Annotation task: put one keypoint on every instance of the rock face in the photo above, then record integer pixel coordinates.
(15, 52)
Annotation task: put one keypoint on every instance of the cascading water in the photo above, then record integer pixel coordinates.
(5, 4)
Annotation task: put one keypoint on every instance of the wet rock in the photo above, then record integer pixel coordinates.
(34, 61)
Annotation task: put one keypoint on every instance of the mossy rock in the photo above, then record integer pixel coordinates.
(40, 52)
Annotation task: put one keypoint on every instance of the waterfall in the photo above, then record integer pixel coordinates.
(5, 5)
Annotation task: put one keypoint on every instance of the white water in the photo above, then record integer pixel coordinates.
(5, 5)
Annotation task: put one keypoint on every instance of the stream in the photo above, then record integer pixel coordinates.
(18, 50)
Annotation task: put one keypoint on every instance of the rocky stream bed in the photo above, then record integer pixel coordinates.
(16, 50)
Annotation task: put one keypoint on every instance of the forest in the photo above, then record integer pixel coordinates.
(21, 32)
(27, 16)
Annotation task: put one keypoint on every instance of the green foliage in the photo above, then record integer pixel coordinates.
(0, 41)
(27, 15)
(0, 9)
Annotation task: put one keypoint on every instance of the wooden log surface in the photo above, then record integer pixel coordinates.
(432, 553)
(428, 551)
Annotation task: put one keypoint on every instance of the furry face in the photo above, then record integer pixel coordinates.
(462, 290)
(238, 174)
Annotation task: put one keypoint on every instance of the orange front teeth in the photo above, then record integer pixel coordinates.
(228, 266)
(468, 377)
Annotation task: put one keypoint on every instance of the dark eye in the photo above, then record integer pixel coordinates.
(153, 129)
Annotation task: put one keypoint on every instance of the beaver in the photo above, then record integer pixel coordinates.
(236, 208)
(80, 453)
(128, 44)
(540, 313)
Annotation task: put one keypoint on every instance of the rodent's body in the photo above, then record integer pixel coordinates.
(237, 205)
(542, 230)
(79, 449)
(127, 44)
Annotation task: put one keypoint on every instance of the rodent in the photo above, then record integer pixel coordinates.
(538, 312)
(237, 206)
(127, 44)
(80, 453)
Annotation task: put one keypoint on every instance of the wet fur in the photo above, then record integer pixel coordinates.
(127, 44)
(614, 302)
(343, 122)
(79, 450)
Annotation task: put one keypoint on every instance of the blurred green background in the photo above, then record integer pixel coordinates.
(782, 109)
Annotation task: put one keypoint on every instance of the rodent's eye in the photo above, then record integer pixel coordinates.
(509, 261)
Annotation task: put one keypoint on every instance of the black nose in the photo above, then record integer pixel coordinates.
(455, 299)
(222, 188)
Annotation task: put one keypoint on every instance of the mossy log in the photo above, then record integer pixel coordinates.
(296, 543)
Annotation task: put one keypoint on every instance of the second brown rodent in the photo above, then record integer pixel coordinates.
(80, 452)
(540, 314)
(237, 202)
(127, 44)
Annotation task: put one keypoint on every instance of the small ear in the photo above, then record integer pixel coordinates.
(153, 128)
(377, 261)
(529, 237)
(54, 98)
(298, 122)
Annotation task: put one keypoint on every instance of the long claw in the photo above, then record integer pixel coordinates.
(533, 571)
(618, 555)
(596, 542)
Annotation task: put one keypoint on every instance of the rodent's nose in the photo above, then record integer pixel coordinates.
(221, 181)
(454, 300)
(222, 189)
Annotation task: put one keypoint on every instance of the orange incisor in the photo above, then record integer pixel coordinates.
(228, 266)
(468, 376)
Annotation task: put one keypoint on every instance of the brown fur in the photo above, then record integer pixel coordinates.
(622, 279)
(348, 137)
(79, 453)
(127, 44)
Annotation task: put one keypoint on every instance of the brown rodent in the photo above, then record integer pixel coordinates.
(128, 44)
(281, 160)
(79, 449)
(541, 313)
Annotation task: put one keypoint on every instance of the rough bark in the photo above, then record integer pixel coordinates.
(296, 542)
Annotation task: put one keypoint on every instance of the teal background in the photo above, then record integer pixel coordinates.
——————
The material is to be output in full, exactly as it stands.

Task output >>
Annotation task: put one keypoint on every instance of the rock face in the photo above, then record integer pixel coordinates.
(15, 52)
Annotation task: put one keypoint on every instance of the cascading water in the photo above, then record integer pixel coordinates.
(5, 4)
Annotation task: put one keypoint on every instance of the wet rock in the photo above, then record integer pixel coordinates.
(34, 61)
Annotation task: put one keypoint on every instance of the mossy rock in the photo above, then record integer pixel coordinates.
(40, 52)
Annotation task: put one keypoint on every instance of the waterfall in the photo above, then record integer pixel coordinates.
(5, 5)
Annotation task: put one keypoint on every instance of the white water in the photo above, then record integer pixel coordinates.
(5, 5)
Annotation task: put one keypoint on every instance of the stream in the photo above, then record integer pixel coordinates.
(18, 50)
Annotation task: put one keypoint on every instance of the rocky stream bed in the photo above, then record integer pixel coordinates.
(16, 50)
Annotation task: put one keypoint on every instance of the forest in the photo above, then record integer pixel coordinates.
(21, 32)
(27, 16)
Annotation task: put one keypoint on every instance of the green foliage in the photo above, then record integer pixel coordinates.
(0, 41)
(27, 15)
(0, 9)
Annotation task: put one keypoint on every instance of the wooden log surface in the photo above, then record integer pixel coordinates.
(432, 553)
(428, 551)
Annotation task: put one keypoint on every instance of the furry face in the photo above, then record integer pixel coordinates.
(462, 290)
(238, 174)
Annotation task: put one keypoint on every instance of the orange front teeth in the photo above, then record integer pixel coordinates.
(228, 266)
(468, 377)
Annotation task: put one keypoint on every instance of the dark eye in the photo above, then record integer pixel coordinates.
(153, 129)
Annotation task: put one keypoint on every instance of the beaver in the photo above, then record integer pixel coordinates.
(236, 208)
(80, 453)
(128, 44)
(540, 313)
Annotation task: put one keypoint on every instance of the rodent's body in the photo above, then record integer pixel coordinates.
(237, 205)
(542, 230)
(79, 449)
(127, 44)
Annotation task: put one keypoint on every instance of the rodent in the photo above, then record integer pixel coordinates.
(538, 312)
(237, 206)
(127, 44)
(80, 453)
Annotation task: put one keypoint on every instance of the wet fur in the photo above, then record integer pixel coordinates.
(127, 44)
(614, 302)
(343, 122)
(79, 450)
Annotation task: put one keypoint on every instance of the blurred green background in the photo above, then record integer pixel coordinates.
(782, 109)
Annotation task: put one keypoint on every instance of the rodent's eye in the photo above, then record integer pixel coordinates.
(509, 261)
Annotation task: put one keypoint on every instance of the black nose in the photo above, then record integer pixel coordinates.
(455, 299)
(222, 188)
Annotation task: put one keypoint on every instance of the mossy log in the photo above, then record integer pixel coordinates.
(296, 543)
Annotation task: put one keypoint on every instance of the second brown rodent in the photo above, then record integer pixel coordinates.
(80, 452)
(540, 314)
(237, 202)
(127, 44)
Annotation task: put one keypoint on every instance of the small ear in the photo above, then record integer pixel coordinates.
(153, 128)
(377, 261)
(529, 237)
(54, 98)
(298, 122)
Annotation task: put one keypoint on every instance of the long claw in the photo above, then record integer pixel coordinates.
(533, 571)
(618, 555)
(596, 542)
Annotation task: put one keypoint on every instance of the rodent's nose in the photo above, then record integer pixel coordinates.
(221, 181)
(454, 300)
(222, 189)
Annotation task: put one keypoint on every instance of the orange incisor in the photo above, then record integer pixel coordinates.
(228, 266)
(468, 376)
Annotation task: put one keypoint on every instance of the brown fur in the photo above, then record integer pixel coordinates.
(622, 279)
(348, 137)
(79, 453)
(127, 44)
Annotation task: put one keypoint on every instance of the brown rodent in the photo above, then record integer pixel coordinates.
(128, 44)
(281, 160)
(79, 449)
(541, 313)
Annotation task: put one keypoint on every instance of the rough bark in the photo above, then record integer pixel coordinates.
(296, 542)
Annotation task: put one keypoint on every instance of the teal background in the photo above, then record integer pixel coordinates.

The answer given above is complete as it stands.